(Natural language region descriptions)
====
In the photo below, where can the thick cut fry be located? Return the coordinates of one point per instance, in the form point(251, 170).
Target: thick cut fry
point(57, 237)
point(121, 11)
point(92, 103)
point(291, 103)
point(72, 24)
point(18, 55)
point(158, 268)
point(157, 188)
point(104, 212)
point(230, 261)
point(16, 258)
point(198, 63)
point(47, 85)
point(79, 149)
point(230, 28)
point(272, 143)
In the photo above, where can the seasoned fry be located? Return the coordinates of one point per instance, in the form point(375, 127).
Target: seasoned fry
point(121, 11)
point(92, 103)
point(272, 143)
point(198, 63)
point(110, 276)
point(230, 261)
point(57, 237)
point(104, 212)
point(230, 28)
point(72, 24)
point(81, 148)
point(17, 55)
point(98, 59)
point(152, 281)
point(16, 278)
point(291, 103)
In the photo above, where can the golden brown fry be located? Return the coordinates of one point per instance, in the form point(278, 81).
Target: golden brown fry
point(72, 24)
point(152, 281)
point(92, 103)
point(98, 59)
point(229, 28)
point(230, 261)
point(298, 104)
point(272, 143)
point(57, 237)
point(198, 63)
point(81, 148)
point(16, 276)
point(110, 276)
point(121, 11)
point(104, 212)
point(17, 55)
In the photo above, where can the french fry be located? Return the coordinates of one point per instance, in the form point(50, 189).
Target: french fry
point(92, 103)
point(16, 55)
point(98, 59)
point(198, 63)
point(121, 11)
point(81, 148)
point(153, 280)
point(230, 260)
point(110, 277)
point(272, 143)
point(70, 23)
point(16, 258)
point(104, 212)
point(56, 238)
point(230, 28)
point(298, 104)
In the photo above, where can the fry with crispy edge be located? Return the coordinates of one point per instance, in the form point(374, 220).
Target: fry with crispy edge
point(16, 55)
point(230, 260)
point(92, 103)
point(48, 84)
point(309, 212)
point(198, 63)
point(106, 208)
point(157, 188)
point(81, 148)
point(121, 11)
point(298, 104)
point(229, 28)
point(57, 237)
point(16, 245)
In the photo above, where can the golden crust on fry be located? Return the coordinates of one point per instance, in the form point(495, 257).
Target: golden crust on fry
====
Reproduce every record, matching each line exactly.

In the photo below, where can the thick cut fry be located? Return the coordinates of one point per instance, in the form point(251, 170).
Target: thick cut fry
point(57, 237)
point(121, 11)
point(92, 103)
point(291, 103)
point(72, 24)
point(18, 55)
point(158, 268)
point(157, 188)
point(104, 212)
point(230, 261)
point(16, 258)
point(198, 63)
point(47, 85)
point(79, 149)
point(230, 28)
point(272, 143)
In the photo above, where can the seasoned fry be located? Return the coordinates of one point per instance, in the form point(375, 127).
Target: seasoned fry
point(121, 11)
point(92, 103)
point(272, 143)
point(198, 63)
point(110, 276)
point(230, 261)
point(57, 237)
point(104, 212)
point(230, 28)
point(72, 24)
point(81, 148)
point(17, 55)
point(98, 59)
point(152, 281)
point(16, 278)
point(291, 103)
In the photo above, where can the golden brown fry be located? Return the coordinates of one point per instance, in the form point(278, 81).
Target: golden brown fry
point(72, 24)
point(152, 281)
point(92, 103)
point(98, 59)
point(229, 28)
point(230, 261)
point(298, 104)
point(272, 143)
point(57, 237)
point(198, 63)
point(81, 148)
point(16, 276)
point(110, 276)
point(121, 11)
point(104, 212)
point(17, 55)
In the photo above, where can the french fry be located? Return the coordinates of one point per instance, in the form point(50, 189).
Target: french fry
point(92, 103)
point(16, 55)
point(98, 59)
point(198, 63)
point(121, 11)
point(81, 148)
point(153, 280)
point(230, 260)
point(110, 277)
point(272, 143)
point(70, 23)
point(16, 258)
point(104, 212)
point(56, 238)
point(230, 28)
point(298, 104)
In the photo above, where can the fry with crispy edge be located? Return the coordinates of one point per instance, in the form point(374, 220).
Target: fry with crispy edge
point(16, 55)
point(230, 260)
point(92, 103)
point(48, 84)
point(309, 212)
point(198, 63)
point(106, 208)
point(157, 188)
point(81, 148)
point(121, 11)
point(298, 104)
point(229, 28)
point(57, 237)
point(16, 245)
In the photo above, where can the golden crust on fry be located? Return the coordinates of one point per instance, in the form point(495, 257).
Target: golden crust on fry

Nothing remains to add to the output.